**SET EXERCISE:**
Take the conference post from "On Saturday we" down to "will soon enough." and write it out again, changing "Williams" to "our school".

On Saturday we hosted the HRUMC XII at Williams. For those of you who don't know, that is the Hudson River Undergraduate Mathematics Conference, year 12. Ken Ribet came to speak. Do you know who he is? Probably not. You will soon enough.

A long time ago, a guy called Fermat said that there are no nonzero integer solutions to the equation an + bn = cn for n > 2. He said he had a clever proof that was just too big to fit in the margin he was writing in, and so mathematicians tried for many years to prove what was known as "Fermat's Last Theorem." Then in the middle of the 20th century, over in Japan two mathematicians called Taniyama and Shimura were doing some seemingly unrelated mathematics, leading to the conjecture that modular forms and elliptic curves were essentially the same thing. Then another mathematician gave a plausibility argument that if Fermat's last theorem were false, it would create a bizarre function that would not fit into the structure of the so-called Taniyama-Shimura conjecture, rendering Fermat and Taniyama-Shimura logically equivalent -- but he couldn't prove it. So Ken Ribet came along and proved it. And then Andrew Wiles proved the Taniyama-Shimura conjecture, which proved Fermat's Last Theorem, which is what all the fuss was about with Fermat's Last Theorem finally being proven.

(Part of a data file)
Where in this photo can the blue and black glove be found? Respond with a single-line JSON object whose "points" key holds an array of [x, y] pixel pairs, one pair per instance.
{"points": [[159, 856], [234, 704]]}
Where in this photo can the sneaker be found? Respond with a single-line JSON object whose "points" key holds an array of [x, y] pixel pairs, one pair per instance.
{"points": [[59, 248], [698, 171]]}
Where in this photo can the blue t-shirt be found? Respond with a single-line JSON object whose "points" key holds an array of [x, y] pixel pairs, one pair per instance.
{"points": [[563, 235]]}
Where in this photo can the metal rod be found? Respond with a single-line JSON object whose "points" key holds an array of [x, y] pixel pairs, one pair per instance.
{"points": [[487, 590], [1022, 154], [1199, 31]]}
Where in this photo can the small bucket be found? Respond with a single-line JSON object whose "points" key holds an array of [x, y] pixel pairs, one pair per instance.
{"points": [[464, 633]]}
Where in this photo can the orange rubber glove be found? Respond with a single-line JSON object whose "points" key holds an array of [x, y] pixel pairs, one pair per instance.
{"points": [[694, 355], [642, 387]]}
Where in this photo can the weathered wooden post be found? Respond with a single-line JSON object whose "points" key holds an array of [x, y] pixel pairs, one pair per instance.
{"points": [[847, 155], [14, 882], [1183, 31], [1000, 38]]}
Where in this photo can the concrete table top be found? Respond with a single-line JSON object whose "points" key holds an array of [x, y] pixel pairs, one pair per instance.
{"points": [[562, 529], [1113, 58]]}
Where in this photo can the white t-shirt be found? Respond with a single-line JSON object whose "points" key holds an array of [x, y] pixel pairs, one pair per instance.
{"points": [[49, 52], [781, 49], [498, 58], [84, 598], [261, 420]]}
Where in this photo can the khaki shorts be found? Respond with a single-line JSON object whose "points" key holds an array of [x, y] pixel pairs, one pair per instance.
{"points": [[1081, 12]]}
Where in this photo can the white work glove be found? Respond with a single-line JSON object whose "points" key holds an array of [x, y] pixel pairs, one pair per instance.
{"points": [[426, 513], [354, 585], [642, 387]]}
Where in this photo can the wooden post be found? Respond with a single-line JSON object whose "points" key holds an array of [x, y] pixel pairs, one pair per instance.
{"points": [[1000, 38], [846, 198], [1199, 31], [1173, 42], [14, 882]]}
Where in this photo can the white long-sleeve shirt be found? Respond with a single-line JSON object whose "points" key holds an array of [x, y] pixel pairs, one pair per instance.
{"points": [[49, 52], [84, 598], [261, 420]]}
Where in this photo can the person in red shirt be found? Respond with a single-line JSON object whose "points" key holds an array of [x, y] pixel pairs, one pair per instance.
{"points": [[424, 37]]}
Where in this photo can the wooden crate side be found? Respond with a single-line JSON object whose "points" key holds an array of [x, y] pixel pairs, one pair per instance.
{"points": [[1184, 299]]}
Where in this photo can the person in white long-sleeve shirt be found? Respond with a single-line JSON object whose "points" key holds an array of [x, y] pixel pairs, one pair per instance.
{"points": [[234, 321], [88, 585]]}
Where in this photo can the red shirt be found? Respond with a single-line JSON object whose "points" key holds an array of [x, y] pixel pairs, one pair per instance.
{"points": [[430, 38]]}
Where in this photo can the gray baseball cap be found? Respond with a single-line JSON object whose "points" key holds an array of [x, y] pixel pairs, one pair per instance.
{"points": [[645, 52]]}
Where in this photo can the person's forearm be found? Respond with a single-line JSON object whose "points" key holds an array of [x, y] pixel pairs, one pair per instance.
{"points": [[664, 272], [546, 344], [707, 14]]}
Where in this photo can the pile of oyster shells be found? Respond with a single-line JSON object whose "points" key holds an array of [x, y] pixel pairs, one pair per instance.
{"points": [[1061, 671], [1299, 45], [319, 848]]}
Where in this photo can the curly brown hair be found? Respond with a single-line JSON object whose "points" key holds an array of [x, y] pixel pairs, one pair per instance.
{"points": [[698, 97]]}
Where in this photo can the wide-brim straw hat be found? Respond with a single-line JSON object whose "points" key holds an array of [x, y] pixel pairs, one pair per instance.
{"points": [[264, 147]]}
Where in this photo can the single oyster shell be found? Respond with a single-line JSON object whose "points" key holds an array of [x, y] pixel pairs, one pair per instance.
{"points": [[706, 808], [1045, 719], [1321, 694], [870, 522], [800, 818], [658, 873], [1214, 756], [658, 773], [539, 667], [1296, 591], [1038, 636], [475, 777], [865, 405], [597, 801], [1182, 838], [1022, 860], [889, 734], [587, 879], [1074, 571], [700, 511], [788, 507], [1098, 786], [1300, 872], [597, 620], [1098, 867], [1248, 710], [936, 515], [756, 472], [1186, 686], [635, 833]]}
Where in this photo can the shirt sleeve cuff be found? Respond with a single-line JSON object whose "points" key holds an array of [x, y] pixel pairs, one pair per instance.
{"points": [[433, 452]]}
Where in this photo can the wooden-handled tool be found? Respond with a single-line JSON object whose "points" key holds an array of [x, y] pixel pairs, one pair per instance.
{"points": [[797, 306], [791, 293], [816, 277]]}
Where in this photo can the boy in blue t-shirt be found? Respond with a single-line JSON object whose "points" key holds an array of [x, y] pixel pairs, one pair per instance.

**PROBLEM SOLUTION:**
On Saturday we hosted the HRUMC XII at our school. For those of you who don't know, that is the Hudson River Undergraduate Mathematics Conference, year 12. Ken Ribet came to speak. Do you know who he is? Probably not. You will soon enough.